Net effect. During a run the per-call confirmation gate is traded for
autonomy, but credentials are absent, egress is fenced, and the blast
radius of any iteration is a single local branch the human has not yet
pushed. That is the same reason the loop is the project’s manual-loop
evidence and must never be promoted to auto-merge: the autonomy is
bounded to producing local branches, nothing more. An operator who wants
the per-call gate back can drop the flag and pre-authorise the loop’s
tools with --allowedTools instead — at the cost of the loop pausing on
anything it was not pre-authorised to do.
Keeping specs honest: the update beat
Not every contribution comes through the loop — people land new skills and
tools the normal way. When that happens the specs fall behind the code.
The update beat is the fix: it inventories .claude/skills/,
tools/, and docs/modes.md, diffs that against the specs, and back-fills
or corrects the specs (a proposed area that now has a shipped skill
becomes experimental; a drifted Where it lives is corrected; genuinely
new functionality gets a new topic-named spec). It edits only the spec
directory — it documents reality, it doesn’t change it — and lands as one
reviewable spec/sync-specs PR. Run it after a batch of normal PRs merges,
or on a schedule.
Layout
tools/spec-loop/
├── README.md operator quickstart
├── AGENTS.md loop-scoped operational context
├── loop.sh the runner (plan / build / update / consolidate)
├── PROMPT_plan.md gap analysis → plan
├── PROMPT_build.md implement one work item on its own branch
├── PROMPT_update.md back-fill specs from contributed code
├── PROMPT_consolidate.md shrink the plan
├── IMPLEMENTATION_PLAN.md prioritised work items (the gaps)

# AVAILABLE DATA:
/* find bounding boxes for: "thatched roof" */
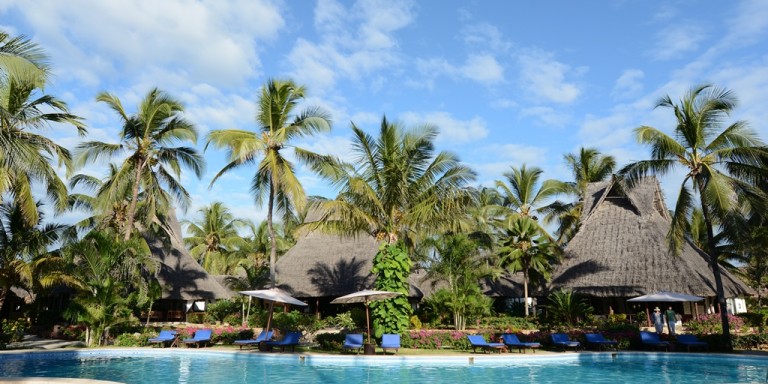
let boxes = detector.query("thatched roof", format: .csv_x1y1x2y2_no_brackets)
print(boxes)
147,211,232,301
552,178,752,297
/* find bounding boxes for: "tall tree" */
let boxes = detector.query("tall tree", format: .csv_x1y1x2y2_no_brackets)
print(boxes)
496,216,557,317
183,201,246,274
620,85,768,349
496,164,558,220
76,88,205,240
542,147,616,244
206,79,331,287
308,117,475,246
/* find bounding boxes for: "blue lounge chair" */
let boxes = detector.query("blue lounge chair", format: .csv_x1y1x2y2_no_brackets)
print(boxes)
232,330,272,349
640,331,669,351
381,333,400,353
147,329,176,347
584,333,619,351
677,334,709,352
183,328,212,347
551,333,581,351
267,332,301,352
467,335,507,353
501,333,541,353
341,333,363,353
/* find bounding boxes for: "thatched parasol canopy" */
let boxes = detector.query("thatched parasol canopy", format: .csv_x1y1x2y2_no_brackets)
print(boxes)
552,177,752,297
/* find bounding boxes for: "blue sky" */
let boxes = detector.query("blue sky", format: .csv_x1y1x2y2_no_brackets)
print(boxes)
0,0,768,226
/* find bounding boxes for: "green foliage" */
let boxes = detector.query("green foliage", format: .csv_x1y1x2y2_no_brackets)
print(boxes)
546,290,594,326
370,243,411,338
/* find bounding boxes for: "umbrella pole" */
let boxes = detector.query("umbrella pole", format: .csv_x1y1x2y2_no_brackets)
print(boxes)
365,301,371,344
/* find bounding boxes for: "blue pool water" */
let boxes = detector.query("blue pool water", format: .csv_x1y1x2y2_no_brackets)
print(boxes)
0,349,768,384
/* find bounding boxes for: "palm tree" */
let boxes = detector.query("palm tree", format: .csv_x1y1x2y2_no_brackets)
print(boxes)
206,79,331,287
542,147,616,245
76,88,205,240
496,164,558,220
316,117,475,245
183,201,246,274
620,85,768,349
0,73,86,224
0,202,67,316
497,216,557,317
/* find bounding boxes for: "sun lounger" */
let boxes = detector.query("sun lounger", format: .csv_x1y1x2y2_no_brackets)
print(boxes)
677,334,709,352
267,332,301,352
640,331,669,351
341,333,363,353
147,329,176,347
550,333,581,351
501,333,541,353
584,333,619,350
232,331,272,349
467,335,507,353
183,328,212,347
381,333,400,353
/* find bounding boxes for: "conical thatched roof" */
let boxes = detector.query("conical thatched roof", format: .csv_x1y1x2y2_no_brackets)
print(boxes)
552,178,752,297
147,211,232,301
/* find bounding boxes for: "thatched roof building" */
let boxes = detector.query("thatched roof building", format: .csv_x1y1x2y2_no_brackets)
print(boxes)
147,211,232,301
552,178,752,297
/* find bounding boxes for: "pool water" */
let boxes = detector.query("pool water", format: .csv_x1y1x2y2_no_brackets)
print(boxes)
0,349,768,384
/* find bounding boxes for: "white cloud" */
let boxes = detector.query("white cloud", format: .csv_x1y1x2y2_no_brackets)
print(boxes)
401,112,488,143
650,23,706,60
611,69,645,99
518,51,581,104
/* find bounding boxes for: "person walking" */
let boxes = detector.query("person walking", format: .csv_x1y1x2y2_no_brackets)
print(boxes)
664,306,677,336
651,307,664,335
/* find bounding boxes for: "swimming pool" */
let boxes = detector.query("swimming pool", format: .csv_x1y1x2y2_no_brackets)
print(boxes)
0,349,768,384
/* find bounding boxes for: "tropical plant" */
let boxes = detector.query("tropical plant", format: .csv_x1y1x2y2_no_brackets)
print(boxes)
496,164,559,220
206,79,331,287
370,243,412,338
546,290,594,326
63,231,154,345
76,88,205,240
620,85,768,350
308,117,475,247
182,201,246,274
541,147,616,245
0,201,67,314
419,234,496,330
496,216,558,317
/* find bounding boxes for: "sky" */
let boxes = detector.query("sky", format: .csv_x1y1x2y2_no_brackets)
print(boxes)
0,0,768,228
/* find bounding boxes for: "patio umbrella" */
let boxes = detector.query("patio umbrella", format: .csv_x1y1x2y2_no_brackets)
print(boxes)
331,289,401,344
240,288,307,332
627,291,704,327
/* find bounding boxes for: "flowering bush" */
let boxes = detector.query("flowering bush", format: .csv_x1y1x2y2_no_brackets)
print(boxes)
686,313,744,335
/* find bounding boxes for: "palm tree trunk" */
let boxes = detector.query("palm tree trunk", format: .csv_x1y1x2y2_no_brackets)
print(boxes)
523,268,528,317
267,183,277,288
698,182,733,352
124,160,145,241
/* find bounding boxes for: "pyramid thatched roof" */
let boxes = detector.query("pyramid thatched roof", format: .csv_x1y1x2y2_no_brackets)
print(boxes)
147,211,232,301
552,178,752,297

# TASK PROMPT:
Quote the spec-loop text above word for word, starting at "The update beat is" and ending at "update / consolidate)".

# EXPECTED ANSWER:
The update beat is the fix: it inventories .claude/skills/,
tools/, and docs/modes.md, diffs that against the specs, and back-fills
or corrects the specs (a proposed area that now has a shipped skill
becomes experimental; a drifted Where it lives is corrected; genuinely
new functionality gets a new topic-named spec). It edits only the spec
directory — it documents reality, it doesn’t change it — and lands as one
reviewable spec/sync-specs PR. Run it after a batch of normal PRs merges,
or on a schedule.
Layout
tools/spec-loop/
├── README.md operator quickstart
├── AGENTS.md loop-scoped operational context
├── loop.sh the runner (plan / build / update / consolidate)